● REQUIREMENTS
Show every line of the data that contains the word "wood".

● EXCERPTED DATA
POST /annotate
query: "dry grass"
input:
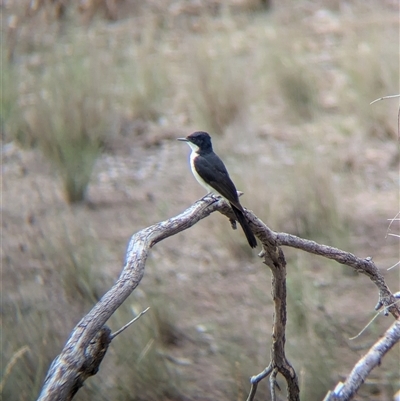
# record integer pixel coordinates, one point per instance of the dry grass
(290, 108)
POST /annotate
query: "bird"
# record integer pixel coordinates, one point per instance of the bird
(211, 173)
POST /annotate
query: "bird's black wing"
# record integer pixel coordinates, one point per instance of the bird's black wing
(212, 170)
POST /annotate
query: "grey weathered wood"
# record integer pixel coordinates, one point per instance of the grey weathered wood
(89, 340)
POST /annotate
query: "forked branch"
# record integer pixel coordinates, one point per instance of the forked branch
(89, 340)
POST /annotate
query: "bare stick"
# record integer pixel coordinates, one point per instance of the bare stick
(113, 335)
(346, 390)
(89, 340)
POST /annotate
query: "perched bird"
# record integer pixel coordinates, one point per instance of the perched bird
(211, 173)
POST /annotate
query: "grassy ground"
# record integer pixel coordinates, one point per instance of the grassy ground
(285, 94)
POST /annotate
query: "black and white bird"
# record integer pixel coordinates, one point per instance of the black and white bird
(211, 173)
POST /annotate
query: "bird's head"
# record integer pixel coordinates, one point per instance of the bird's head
(198, 141)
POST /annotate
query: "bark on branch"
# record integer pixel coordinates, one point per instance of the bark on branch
(90, 339)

● SOLUTION FOR THIS EXERCISE
query: "grey weathered wood"
# record integer pixel coordinates, one point per instance of the grey weathered wood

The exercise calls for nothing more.